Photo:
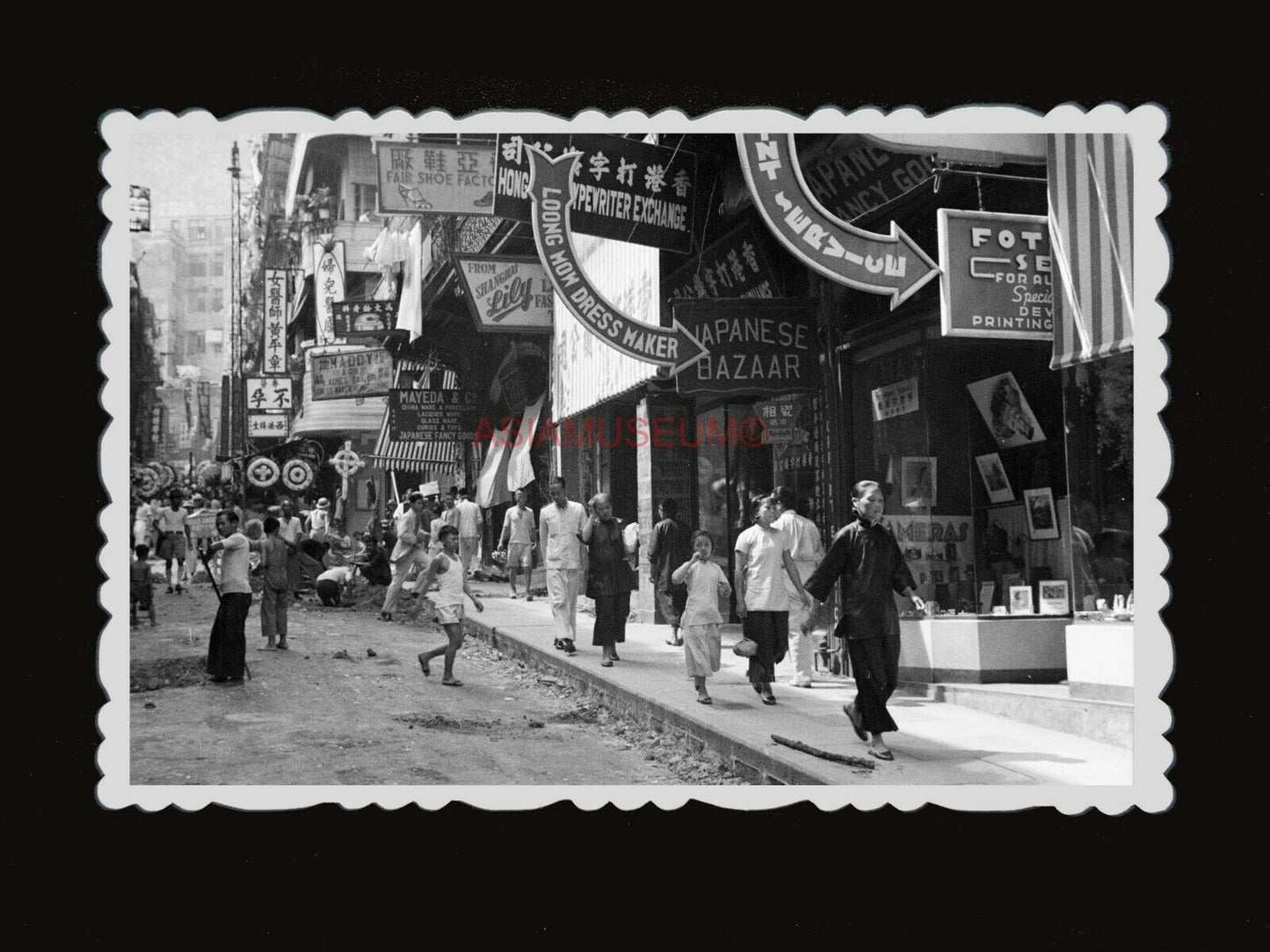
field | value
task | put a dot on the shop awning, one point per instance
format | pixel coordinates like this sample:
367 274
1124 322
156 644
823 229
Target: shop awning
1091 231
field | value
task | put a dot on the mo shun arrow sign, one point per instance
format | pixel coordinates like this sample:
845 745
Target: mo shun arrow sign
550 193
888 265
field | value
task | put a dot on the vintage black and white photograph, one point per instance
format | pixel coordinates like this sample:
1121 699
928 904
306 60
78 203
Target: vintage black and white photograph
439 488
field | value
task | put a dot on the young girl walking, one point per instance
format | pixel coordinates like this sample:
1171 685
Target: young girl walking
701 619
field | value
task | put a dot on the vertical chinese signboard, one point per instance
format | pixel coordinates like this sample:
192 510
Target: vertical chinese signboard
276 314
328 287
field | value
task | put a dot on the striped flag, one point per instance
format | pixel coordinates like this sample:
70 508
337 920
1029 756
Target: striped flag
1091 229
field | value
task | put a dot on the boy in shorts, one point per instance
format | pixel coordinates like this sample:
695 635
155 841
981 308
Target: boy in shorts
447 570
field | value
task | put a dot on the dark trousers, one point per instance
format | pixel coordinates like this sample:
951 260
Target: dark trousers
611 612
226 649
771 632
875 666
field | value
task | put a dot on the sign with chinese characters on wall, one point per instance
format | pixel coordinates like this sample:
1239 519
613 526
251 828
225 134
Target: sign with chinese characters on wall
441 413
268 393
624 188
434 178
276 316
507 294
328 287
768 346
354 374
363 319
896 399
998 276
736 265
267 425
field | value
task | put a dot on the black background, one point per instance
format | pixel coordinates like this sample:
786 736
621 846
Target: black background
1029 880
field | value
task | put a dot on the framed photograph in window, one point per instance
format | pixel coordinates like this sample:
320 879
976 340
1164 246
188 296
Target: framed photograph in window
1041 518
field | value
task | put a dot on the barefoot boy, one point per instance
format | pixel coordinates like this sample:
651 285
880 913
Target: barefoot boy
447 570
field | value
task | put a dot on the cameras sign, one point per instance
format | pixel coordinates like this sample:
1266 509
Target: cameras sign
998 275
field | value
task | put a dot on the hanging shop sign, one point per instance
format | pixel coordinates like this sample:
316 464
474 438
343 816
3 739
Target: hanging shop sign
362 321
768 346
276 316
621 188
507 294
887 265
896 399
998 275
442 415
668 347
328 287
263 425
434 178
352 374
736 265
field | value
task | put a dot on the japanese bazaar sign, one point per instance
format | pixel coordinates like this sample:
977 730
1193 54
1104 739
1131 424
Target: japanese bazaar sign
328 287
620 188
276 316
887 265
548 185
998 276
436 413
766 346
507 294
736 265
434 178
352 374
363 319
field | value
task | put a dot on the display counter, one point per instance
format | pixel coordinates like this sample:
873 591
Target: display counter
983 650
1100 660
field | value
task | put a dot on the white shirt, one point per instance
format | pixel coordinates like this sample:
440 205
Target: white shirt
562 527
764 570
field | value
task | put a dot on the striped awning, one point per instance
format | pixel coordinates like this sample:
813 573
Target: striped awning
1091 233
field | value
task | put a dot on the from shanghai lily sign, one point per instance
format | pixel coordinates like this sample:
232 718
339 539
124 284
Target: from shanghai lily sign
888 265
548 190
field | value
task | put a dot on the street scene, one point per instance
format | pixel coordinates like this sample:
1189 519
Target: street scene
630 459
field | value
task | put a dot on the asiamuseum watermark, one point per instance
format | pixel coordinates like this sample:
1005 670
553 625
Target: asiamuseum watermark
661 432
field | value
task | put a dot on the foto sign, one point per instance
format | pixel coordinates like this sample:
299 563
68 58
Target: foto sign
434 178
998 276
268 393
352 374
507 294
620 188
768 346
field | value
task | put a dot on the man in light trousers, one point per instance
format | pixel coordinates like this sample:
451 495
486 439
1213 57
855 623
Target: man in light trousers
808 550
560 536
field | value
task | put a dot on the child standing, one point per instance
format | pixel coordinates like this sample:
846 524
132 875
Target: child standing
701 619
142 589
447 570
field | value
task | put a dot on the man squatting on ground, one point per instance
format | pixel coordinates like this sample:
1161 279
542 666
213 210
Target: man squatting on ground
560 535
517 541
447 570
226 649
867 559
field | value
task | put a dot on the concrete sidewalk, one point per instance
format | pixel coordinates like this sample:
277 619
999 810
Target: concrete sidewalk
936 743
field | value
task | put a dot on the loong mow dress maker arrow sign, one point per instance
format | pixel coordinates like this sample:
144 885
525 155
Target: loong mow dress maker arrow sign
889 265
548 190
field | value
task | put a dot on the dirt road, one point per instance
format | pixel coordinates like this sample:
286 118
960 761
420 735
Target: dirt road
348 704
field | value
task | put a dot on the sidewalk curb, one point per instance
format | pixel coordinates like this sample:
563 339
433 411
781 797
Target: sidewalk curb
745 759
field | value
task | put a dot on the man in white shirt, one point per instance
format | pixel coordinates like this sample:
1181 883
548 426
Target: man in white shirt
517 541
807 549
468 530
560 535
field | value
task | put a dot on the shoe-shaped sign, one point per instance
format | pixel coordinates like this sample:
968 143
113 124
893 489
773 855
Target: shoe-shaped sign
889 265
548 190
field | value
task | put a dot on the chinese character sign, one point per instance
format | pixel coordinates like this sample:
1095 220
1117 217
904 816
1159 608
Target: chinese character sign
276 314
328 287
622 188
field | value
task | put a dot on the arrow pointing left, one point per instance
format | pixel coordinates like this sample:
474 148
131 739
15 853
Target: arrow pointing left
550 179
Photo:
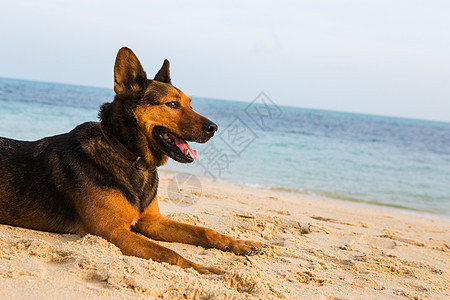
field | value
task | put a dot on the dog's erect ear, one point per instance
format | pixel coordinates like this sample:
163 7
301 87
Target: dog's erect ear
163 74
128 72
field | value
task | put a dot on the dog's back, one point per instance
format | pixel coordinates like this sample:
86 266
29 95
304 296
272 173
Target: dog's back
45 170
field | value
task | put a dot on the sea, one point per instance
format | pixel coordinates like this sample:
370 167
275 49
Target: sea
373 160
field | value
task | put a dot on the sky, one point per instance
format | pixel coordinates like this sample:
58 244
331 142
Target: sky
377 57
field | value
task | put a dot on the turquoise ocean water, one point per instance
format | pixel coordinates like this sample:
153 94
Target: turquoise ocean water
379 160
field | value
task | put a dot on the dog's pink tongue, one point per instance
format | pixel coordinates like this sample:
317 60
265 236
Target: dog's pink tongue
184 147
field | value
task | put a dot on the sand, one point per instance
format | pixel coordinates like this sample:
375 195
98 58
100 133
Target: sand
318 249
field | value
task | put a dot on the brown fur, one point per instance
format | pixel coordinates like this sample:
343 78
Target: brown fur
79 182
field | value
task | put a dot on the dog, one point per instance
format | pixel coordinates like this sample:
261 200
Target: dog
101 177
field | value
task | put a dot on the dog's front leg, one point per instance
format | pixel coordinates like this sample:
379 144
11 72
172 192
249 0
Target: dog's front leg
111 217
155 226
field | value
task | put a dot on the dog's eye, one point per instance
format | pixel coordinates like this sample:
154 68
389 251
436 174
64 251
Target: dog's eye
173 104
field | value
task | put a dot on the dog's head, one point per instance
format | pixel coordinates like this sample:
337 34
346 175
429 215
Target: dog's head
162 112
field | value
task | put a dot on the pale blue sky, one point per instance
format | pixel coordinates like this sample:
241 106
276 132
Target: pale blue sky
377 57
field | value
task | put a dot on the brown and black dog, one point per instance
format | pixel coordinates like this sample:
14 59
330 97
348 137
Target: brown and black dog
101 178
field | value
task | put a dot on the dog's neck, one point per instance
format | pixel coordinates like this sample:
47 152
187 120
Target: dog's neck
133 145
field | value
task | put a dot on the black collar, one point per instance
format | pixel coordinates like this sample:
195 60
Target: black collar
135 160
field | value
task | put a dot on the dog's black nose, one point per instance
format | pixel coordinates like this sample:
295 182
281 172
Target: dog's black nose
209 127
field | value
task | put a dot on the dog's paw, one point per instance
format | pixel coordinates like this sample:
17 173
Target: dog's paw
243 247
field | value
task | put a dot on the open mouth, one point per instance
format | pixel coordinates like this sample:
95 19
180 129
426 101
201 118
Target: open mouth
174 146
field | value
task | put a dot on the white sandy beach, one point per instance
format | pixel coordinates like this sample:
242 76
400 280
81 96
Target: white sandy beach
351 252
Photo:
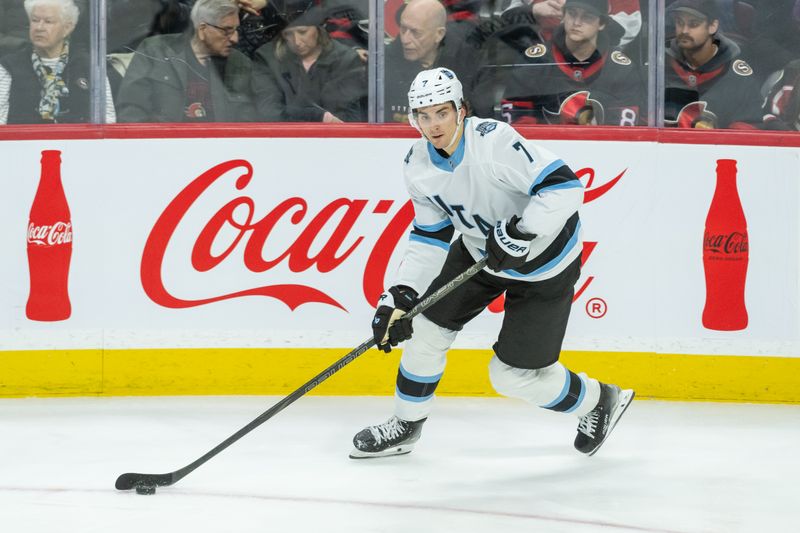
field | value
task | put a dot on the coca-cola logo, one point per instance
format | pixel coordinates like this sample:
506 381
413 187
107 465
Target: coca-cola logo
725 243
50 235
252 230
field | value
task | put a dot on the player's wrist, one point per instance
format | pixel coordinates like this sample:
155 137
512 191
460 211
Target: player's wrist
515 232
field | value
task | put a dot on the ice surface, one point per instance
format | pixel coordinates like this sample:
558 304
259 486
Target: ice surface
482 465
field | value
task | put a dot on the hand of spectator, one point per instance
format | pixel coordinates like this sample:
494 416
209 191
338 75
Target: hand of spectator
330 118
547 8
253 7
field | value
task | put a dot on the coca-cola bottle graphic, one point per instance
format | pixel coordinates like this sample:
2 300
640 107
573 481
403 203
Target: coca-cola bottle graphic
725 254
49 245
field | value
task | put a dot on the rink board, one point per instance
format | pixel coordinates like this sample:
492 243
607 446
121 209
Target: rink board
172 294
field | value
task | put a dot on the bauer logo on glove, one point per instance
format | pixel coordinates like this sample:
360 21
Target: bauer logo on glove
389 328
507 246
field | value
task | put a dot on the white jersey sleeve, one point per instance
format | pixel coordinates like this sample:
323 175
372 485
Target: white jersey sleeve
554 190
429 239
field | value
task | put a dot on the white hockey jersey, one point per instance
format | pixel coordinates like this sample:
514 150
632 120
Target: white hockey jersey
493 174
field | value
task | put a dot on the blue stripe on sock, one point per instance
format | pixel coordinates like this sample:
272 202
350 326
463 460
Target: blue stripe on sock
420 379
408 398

TO DO: Provide the lines again, unchanged, from where the data above begins through the line containing "task | put a dot on the young", both ends included, omitting pictures and adding nothing.

WRITTEN REPLY:
Photo:
field | value
task | put a dot on the shop awning, one point per instance
format | pixel coordinates like this sample:
367 274
1124 322
156 644
823 229
Target: shop awning
1091 231
field | value
task | put a dot on the mo shun arrow sign, one point per instance
format | pixel coordinates like this sample:
845 745
Target: mo shun arrow sign
550 193
888 265
field | value
task | put a dot on the vintage black and white photograph, one point per instance
format | pixel coordinates like this sample:
1121 699
928 904
306 60
78 203
Target: vintage black and white photograph
439 488
field | value
task | put a dot on the young girl walking, one point per instance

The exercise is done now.